§ **EXERCISE PROMPT**: Reproduce the passage about Luis Posada's presence at Ilopango word for word, in full.

§ **TEXT SHOWN**:

┌──

One of the mysteries that congressional investigators were not able to solve was the presence of Luis Posada with Felix Rodrigues in Ilopango.  How did the international fugitive get there?  Was he sprung from his Venezuelan prison specifically to get involved in the illegal Contra arms network?  Investigators couldn't ask Posada because as soon as his name emerged he had disappeared.  (It was later learned that he was running a clandestine security force for Guatemala president Vincio Cerezo, but after a bloody attempt on his life, he fled again into hiding, where he still is.)

Rodriguez danced around the questions with investigators.  In his book, he acknowledges knowing about Posada's jail break and giving him a job at Ilopango after being "contacted by an individual who explained Posada's predicament."  He says he told neither his resupply crews nor Oliver North the real name of "Ramón Medina."  And, he pointedly notes, "I certainly didn't mention anything to [George Bush's aide] Don Gregg."

Jorge Mas has publicly denied he was involved in either helping Posada escape or getting him the job at Ilopango.  Among his Foundation friends, however, he has not been reticent.  More than one past member as well as a present associate claim Mas talked about both playing a role in raising the money to finance Posada's escape and in helping the fugitive get his job with the illegal supply network.

└──

§ **RAW RECORDS**:
┌──

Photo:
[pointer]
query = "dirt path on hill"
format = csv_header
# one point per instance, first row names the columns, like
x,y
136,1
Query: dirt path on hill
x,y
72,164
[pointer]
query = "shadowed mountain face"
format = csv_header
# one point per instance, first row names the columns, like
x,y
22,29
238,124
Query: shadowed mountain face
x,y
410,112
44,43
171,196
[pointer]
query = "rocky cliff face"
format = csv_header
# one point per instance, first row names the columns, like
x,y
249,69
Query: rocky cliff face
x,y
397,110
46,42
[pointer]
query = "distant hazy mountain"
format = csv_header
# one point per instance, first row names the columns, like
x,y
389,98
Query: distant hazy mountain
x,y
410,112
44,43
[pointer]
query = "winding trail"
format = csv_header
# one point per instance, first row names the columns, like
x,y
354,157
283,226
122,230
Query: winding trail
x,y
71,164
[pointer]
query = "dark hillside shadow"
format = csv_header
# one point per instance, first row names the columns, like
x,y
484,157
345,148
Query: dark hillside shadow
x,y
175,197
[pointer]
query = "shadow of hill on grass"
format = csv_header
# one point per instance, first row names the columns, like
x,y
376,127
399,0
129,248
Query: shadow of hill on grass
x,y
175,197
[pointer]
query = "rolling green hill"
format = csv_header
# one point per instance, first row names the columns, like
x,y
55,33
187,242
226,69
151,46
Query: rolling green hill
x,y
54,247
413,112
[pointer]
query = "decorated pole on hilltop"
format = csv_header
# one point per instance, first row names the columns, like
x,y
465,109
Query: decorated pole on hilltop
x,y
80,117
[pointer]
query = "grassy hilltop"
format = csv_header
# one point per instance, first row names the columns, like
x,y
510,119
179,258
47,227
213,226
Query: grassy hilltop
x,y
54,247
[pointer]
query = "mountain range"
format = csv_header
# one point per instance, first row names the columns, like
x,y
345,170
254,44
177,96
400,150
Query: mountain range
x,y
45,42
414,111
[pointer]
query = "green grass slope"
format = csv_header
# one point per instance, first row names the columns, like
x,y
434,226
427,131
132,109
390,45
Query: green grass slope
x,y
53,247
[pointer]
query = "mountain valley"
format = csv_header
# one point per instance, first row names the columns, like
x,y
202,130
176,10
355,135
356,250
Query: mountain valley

└──

§ **EXERCISE SOLUTION**:
One of the mysteries that congressional investigators were not able to solve was the presence of Luis Posada with Felix Rodrigues in Ilopango.  How did the international fugitive get there?  Was he sprung from his Venezuelan prison specifically to get involved in the illegal Contra arms network?  Investigators couldn't ask Posada because as soon as his name emerged he had disappeared.  (It was later learned that he was running a clandestine security force for Guatemala president Vincio Cerezo, but after a bloody attempt on his life, he fled again into hiding, where he still is.)

Rodriguez danced around the questions with investigators.  In his book, he acknowledges knowing about Posada's jail break and giving him a job at Ilopango after being "contacted by an individual who explained Posada's predicament."  He says he told neither his resupply crews nor Oliver North the real name of "Ramón Medina."  And, he pointedly notes, "I certainly didn't mention anything to [George Bush's aide] Don Gregg."

Jorge Mas has publicly denied he was involved in either helping Posada escape or getting him the job at Ilopango.  Among his Foundation friends, however, he has not been reticent.  More than one past member as well as a present associate claim Mas talked about both playing a role in raising the money to finance Posada's escape and in helping the fugitive get his job with the illegal supply network.